**Problem to solve**. Count the lines below that contain the string "long", matching case exactly, and reply with only that number.
-- start of Supplied records --
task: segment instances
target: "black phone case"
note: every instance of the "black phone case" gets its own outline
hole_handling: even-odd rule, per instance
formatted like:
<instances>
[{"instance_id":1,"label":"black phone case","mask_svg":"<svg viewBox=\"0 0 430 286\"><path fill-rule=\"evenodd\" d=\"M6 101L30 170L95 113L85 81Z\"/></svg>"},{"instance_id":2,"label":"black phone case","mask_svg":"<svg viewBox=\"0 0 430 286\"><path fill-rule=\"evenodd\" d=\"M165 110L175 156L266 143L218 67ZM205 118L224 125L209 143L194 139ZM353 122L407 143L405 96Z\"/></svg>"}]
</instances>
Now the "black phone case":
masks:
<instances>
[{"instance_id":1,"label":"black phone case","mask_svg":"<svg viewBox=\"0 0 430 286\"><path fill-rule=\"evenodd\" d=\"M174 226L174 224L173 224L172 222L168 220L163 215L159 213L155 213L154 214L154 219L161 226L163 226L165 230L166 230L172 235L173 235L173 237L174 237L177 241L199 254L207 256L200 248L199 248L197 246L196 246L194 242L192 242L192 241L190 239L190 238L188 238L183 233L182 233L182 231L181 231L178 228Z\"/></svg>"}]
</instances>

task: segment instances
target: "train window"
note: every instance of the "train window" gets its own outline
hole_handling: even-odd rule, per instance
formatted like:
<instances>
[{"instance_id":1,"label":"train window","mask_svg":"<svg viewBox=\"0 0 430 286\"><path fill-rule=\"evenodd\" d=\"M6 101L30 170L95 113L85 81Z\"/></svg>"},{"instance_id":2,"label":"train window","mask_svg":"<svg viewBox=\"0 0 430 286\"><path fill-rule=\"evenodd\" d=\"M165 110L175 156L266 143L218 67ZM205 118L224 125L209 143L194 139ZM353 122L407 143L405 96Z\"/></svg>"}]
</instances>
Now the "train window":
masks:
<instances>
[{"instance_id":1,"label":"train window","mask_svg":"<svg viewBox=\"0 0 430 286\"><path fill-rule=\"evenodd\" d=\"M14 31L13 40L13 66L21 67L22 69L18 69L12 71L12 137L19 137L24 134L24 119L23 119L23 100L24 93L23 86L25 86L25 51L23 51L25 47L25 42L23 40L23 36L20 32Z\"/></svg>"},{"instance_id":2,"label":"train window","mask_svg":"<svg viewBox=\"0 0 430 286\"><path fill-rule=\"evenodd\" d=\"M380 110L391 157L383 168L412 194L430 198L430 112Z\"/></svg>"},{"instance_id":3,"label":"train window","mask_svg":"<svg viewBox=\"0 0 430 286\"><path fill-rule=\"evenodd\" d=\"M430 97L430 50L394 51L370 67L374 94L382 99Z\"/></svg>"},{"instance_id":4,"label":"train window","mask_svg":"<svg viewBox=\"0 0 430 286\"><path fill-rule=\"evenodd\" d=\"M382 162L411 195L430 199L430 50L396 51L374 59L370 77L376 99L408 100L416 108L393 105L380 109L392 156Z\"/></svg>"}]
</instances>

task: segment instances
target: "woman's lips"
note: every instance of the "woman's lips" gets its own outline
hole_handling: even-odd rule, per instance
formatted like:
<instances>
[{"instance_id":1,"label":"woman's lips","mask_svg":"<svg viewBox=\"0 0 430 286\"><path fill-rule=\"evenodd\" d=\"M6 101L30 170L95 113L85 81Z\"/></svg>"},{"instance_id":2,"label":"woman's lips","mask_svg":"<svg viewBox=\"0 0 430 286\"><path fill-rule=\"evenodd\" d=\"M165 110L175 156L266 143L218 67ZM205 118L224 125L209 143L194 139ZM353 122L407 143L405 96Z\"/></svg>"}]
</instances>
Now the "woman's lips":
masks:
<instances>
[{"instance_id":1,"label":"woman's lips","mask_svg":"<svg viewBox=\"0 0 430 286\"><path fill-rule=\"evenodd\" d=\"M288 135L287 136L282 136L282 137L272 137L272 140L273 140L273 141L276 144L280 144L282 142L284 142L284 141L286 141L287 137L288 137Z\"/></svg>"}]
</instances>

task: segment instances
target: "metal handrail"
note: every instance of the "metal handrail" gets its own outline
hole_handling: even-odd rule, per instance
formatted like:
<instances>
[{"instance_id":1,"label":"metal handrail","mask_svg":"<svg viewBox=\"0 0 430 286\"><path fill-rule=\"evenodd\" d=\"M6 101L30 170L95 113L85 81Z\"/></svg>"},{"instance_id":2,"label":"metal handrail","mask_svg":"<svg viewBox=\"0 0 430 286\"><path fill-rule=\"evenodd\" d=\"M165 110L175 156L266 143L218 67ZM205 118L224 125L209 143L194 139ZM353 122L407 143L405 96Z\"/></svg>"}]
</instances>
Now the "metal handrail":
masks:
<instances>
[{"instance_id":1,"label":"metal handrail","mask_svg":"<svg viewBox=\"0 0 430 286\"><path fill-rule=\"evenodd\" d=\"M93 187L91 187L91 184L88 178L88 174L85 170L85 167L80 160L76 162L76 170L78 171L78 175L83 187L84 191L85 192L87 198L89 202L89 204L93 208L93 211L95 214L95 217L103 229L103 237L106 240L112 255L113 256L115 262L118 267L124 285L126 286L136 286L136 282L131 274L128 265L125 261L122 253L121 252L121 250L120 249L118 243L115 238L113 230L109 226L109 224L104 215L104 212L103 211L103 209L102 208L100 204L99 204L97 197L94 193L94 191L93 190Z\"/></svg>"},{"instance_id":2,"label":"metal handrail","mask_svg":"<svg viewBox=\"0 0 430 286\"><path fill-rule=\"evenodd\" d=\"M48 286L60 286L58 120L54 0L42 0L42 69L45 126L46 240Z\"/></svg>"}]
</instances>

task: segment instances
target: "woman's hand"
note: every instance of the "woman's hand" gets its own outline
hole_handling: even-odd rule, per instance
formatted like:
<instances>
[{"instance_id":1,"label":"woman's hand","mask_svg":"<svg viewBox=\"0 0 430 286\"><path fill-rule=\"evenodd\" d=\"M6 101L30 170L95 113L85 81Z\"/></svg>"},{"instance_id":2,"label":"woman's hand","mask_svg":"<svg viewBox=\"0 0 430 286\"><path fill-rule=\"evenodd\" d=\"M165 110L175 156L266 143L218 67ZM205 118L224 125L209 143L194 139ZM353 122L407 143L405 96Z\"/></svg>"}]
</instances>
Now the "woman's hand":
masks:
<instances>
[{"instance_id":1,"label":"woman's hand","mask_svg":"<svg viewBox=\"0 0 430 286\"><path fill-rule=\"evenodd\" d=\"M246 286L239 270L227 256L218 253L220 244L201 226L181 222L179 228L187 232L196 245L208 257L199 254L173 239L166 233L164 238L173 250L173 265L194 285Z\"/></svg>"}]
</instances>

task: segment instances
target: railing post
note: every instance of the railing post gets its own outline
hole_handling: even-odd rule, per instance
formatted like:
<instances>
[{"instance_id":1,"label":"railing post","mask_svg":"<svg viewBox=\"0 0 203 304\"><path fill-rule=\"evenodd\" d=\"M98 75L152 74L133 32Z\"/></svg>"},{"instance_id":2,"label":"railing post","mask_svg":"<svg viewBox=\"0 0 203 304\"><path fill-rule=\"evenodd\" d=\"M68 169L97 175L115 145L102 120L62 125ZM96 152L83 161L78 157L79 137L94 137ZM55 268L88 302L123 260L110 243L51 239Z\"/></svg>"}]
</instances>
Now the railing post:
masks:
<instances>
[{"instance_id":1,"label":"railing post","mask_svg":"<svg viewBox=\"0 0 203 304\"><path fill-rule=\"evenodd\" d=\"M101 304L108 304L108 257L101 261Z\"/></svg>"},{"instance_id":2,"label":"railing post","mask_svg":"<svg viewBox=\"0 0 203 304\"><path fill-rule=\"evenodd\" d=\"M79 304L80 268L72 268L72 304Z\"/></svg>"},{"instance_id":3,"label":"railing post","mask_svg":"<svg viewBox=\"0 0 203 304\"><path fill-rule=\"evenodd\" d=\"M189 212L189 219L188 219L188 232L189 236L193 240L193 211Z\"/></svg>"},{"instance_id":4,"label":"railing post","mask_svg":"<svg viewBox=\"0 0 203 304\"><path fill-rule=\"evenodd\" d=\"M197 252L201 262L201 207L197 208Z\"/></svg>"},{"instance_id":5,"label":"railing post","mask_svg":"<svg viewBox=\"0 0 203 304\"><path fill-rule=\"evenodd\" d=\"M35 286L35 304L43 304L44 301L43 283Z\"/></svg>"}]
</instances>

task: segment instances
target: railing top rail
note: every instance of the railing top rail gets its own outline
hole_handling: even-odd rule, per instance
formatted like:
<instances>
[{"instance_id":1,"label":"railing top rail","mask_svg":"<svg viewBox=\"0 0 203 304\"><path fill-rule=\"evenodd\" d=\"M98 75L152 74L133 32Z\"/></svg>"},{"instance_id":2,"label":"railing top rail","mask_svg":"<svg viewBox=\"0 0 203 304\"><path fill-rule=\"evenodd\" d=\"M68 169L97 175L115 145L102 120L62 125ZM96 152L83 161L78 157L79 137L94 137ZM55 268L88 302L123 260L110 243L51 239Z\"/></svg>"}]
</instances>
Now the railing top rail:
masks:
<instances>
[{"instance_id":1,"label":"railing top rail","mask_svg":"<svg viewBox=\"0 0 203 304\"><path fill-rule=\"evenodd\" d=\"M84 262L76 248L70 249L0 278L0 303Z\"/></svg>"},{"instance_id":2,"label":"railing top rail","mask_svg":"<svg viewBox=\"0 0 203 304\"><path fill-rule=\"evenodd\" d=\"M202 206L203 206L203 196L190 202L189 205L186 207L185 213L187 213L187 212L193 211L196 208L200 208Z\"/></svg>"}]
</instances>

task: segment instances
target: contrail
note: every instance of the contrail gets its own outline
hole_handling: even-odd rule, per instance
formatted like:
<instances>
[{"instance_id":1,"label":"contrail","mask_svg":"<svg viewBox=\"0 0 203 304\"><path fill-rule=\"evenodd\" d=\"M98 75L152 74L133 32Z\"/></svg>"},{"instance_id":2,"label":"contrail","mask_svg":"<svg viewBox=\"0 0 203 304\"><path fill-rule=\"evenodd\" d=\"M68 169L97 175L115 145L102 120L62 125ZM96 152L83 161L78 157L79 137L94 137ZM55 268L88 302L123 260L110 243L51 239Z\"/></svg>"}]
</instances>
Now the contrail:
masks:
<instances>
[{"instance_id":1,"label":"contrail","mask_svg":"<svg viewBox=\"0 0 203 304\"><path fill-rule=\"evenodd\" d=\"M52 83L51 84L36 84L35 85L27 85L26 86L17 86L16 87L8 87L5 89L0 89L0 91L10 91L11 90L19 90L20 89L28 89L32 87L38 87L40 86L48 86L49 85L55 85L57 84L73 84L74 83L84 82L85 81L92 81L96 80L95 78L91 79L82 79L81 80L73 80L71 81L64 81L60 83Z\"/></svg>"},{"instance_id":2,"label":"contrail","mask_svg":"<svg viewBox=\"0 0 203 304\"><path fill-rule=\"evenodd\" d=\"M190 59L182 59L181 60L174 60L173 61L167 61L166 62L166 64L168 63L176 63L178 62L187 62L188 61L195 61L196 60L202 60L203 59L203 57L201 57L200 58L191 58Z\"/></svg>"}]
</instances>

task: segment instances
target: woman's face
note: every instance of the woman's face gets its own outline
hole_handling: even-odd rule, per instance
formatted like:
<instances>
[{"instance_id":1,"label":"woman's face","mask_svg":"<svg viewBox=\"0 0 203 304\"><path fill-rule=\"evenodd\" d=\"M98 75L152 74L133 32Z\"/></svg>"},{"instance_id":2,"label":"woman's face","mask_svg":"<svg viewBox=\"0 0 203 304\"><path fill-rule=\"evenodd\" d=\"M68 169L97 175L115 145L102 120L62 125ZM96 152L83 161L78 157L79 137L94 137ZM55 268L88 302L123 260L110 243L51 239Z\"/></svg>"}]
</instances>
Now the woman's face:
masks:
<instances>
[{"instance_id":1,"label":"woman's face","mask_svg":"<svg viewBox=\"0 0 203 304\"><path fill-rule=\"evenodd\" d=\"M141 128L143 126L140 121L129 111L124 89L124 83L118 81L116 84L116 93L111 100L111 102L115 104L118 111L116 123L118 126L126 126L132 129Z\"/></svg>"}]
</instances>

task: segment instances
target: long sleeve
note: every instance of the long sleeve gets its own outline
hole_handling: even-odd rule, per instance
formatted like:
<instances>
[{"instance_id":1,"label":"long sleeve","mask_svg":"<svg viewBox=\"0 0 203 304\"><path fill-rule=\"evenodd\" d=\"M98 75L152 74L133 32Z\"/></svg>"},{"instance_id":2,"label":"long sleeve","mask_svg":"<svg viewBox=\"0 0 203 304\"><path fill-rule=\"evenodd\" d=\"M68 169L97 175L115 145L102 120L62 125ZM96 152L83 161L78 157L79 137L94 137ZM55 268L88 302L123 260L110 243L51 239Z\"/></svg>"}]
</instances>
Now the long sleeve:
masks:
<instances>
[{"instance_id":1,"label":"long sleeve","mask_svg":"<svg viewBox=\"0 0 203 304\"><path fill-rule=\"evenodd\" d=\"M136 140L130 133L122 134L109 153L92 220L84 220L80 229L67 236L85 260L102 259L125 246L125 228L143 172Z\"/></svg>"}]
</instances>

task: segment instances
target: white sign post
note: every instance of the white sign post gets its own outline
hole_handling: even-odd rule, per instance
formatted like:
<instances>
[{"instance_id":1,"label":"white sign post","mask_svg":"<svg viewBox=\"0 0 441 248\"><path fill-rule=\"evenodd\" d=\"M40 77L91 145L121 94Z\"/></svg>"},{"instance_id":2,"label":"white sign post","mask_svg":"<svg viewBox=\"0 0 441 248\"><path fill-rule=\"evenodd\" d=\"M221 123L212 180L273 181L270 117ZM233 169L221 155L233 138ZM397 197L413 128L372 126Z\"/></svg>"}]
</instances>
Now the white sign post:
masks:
-- end of Supplied records --
**Solution to this problem**. 5